* EXERCISE: Copy each line below that has "barge".

Referring expression pointing data
○ ○ ○

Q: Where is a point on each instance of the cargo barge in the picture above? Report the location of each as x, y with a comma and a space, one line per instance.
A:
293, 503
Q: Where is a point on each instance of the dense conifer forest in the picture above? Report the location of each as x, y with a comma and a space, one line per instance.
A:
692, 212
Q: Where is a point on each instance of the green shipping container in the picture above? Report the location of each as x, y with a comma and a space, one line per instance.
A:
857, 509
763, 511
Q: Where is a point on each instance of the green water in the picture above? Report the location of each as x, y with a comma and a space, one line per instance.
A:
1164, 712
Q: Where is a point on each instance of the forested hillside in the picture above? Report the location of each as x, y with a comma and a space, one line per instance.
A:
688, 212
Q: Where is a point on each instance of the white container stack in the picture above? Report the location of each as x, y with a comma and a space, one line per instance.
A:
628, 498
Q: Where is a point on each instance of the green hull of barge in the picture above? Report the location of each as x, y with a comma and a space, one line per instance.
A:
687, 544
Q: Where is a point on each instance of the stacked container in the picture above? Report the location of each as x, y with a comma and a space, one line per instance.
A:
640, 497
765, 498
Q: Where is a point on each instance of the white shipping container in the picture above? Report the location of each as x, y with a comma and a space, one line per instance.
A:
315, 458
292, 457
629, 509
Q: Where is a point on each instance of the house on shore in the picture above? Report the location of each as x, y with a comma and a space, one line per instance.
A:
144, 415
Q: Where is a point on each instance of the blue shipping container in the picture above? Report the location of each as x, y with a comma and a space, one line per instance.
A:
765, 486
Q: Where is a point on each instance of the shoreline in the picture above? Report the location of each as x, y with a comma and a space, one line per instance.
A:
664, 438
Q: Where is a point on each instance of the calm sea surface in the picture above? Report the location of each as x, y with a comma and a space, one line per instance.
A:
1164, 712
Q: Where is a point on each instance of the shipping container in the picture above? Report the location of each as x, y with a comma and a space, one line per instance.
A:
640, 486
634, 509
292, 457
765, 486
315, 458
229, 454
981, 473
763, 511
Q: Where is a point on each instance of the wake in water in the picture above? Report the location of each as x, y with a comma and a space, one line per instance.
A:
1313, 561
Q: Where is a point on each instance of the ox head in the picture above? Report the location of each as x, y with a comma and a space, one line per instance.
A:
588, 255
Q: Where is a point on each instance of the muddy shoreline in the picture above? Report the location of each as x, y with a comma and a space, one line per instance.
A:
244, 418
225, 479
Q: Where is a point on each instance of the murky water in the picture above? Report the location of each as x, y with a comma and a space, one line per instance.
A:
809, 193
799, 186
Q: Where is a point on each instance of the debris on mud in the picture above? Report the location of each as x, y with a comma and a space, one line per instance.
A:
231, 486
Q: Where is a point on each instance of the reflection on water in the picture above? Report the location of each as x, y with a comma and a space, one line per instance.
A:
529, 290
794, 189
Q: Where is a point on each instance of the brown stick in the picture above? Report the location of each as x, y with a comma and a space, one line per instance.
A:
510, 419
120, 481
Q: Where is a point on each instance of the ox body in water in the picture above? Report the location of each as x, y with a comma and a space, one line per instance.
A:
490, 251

○ ○ ○

* SOLVED PROBLEM:
Q: Where is a point on each instance of the cargo barge in the picture above? Report the location of each as x, y with a comma and a space, one line per instance.
Q: Where is a point on each instance of the green hull of barge in the picture above? Report the location of each as x, y with a comma and a space, one line per instance.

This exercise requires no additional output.